PEMBENTUKAN KARAKTERISTIK ANAK Oleh: Farida, M.Si
Fase kanak-kanak awal (2–6 tahun) dan fase kanak-kanak menengah (6 – 9 tahun) yaitu pertama kali anak dididik di luar lingkungan keluarga. Masa tamyiz (mampu membedakan yang baik dan buruk), dan fase kanak-kanak akhir (9–12 tahun), masa perkembangan kecerdasan (keinginan memahami fenomena alam, kemampuan koreksi dan memperhatikan perbedaan individu, kemampuan konsentrasi yang meningkat, kesiapan mempelajari konsep belajar, dan kecenderungan bebas dari kedua orangtua). Sehingga pembelajaran yang diberikan pada anak perlu disesuaikan dengan taraf perkembangan anak (Semiawan. 2002. hal. 73). Perkembangan sosial mengarah pada perubahan mengenai cara seorang individu berhubungan (berinteraksi) dengan orang lain. Dan perkembangan kognitif merujuk kepada perubahan dalam cara seseorang berfikir (Woolfolk. 2004. hal. 56). Pembahasan perkembangan juga dapat berdasarkan kepada fase menyusu yang berakhir pada penghujung tahun kedua, biasanya si anak masih bergantung pada air susu ibu. Proses menyapih pada umumnya diterapkan setelah anak berusia dua tahun, sesuai dengan keterangan Al Quran: ”Para ibu hendaklah menyusui anak-anaknya selama dua tahun penuh, yaitu bagi yang ingin menyempurnakan penyusuan” (QS. Al Baqarah. 2:233). Setelah proses menyapih, anak tidak lagi menyandarkan kebutuhan makanan dari air susu ibu. Ia sudah mampu mengkonsumsi makanan lain yang sesuai dengan usianya. Dan fase kanak-kanak menengah dimulai dari usia pertama kali anak-anak berangkat ke sekolah untuk belajar di luar lingkungan keluarga. Fase kanak-kanak menengah juga merupakan masa awal mereka bergabung dengan komunitas sosial di tengah-tengah sekolah dan diantara para staf pendidik. Pada fase ini, wawasan anak mulai terbuka. Selain itu juga mulai memasuki masa tamyiz (mampu membedakan hal yang baik dan buruk). Dalam hal ini, hasil kajian psikologi sesuai dengan substansi hadis Rasulullah Saw yang membicarakan awal masa tamyiz pada fase kanak-kanak, yaitu usia 7 tahun.

········

### Tugas yang Dikerjakan
1 - Menurut teks tentang pembentukan karakteristik anak, pada usia berapa awal masa tamyiz menurut hadis Rasulullah Saw?
2 - Ringkaslah teks tentang pembentukan karakteristik anak dalam dua kalimat.
Baris-baris data di bawah ini tidak diperlukan.

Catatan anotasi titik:
········

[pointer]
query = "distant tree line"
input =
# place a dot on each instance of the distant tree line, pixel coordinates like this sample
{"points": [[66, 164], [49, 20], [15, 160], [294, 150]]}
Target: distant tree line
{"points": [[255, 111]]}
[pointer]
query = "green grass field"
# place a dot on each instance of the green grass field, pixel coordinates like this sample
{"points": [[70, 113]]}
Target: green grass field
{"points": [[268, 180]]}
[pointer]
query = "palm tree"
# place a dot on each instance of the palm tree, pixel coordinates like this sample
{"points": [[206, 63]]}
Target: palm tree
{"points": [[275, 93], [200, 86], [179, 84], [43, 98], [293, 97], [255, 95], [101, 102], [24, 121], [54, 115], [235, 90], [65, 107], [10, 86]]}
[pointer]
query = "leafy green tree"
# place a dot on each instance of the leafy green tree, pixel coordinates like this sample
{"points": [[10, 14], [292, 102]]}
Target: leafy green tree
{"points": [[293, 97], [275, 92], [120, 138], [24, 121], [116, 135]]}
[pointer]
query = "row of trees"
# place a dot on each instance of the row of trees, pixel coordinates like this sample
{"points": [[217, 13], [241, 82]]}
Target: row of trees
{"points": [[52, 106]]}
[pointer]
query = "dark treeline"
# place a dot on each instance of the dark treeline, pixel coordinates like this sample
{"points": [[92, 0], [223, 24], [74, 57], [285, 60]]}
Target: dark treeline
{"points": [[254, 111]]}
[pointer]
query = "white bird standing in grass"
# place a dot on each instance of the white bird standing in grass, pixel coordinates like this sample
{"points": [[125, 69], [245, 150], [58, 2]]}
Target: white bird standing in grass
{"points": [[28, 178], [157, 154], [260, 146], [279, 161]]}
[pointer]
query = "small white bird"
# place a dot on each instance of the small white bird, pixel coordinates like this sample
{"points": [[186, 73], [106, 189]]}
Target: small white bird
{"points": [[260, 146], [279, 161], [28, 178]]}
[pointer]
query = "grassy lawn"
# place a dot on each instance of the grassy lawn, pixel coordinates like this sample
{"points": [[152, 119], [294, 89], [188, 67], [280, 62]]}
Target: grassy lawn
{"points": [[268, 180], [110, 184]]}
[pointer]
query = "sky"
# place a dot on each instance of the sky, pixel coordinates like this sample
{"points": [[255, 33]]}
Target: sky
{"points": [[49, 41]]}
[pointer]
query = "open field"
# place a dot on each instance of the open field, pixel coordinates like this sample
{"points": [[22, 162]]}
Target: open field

········

### Hasil Pengerjaan
1 - Usia 7 tahun.

2 - Perkembangan anak terbagi ke dalam fase kanak-kanak awal (2–6 tahun), menengah (6–9 tahun), dan akhir (9–12 tahun), sehingga pembelajaran bagi anak perlu disesuaikan dengan taraf perkembangannya. Fase kanak-kanak menengah dimulai ketika anak pertama kali bersekolah di luar lingkungan keluarga dan mulai memasuki masa tamyiz, yang menurut hadis Rasulullah Saw diawali pada usia 7 tahun.